TASK: How many lines of the records contain the word "worker"? Reply with the number only.

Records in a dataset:

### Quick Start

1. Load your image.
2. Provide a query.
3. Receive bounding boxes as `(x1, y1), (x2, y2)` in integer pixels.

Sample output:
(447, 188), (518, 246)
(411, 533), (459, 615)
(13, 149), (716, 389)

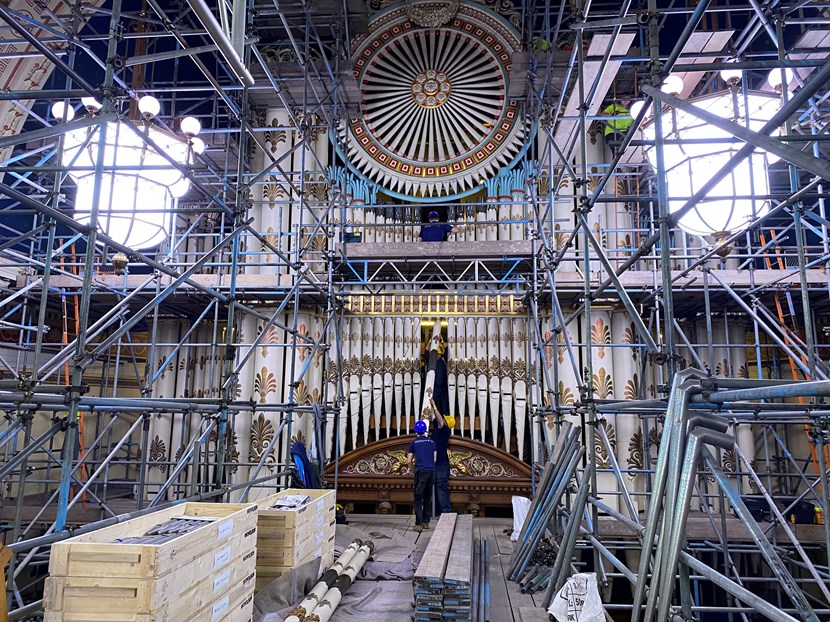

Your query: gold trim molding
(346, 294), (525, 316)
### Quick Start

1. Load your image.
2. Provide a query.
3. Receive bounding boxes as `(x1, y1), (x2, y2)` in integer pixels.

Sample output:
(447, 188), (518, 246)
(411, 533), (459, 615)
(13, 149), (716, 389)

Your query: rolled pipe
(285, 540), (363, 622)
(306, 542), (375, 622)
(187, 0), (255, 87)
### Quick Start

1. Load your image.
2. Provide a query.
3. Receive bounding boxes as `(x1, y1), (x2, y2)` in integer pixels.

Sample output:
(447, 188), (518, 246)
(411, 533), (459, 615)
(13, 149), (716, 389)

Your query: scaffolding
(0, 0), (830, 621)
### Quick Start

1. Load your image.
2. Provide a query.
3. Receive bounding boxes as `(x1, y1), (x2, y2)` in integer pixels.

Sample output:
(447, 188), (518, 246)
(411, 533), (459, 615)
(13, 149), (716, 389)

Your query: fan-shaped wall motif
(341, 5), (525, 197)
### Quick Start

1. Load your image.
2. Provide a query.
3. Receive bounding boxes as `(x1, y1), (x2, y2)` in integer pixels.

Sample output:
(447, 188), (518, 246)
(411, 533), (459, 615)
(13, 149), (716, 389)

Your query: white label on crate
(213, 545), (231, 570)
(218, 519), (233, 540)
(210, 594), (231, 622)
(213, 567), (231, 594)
==
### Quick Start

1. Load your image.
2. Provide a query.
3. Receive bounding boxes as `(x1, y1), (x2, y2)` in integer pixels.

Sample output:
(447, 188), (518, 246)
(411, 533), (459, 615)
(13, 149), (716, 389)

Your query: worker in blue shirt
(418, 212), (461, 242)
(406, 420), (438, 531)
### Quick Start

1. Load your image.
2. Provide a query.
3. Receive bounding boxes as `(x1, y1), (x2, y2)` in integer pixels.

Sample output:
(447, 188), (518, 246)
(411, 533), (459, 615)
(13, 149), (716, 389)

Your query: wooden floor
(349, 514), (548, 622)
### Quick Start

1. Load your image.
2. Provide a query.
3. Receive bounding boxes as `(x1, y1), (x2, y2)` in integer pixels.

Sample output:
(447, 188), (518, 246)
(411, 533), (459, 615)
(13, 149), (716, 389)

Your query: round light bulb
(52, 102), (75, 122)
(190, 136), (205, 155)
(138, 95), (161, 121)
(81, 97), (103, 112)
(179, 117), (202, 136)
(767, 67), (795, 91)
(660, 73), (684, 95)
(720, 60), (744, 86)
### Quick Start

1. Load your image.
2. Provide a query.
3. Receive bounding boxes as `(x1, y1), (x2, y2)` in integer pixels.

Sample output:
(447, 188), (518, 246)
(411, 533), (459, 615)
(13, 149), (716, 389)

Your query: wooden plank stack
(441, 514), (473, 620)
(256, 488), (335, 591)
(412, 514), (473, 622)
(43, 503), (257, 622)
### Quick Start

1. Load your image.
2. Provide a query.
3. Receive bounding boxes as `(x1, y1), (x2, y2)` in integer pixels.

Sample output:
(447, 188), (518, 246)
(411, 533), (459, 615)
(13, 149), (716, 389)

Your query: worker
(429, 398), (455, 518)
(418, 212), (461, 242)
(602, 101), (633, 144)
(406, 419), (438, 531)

TASK OUTPUT: 2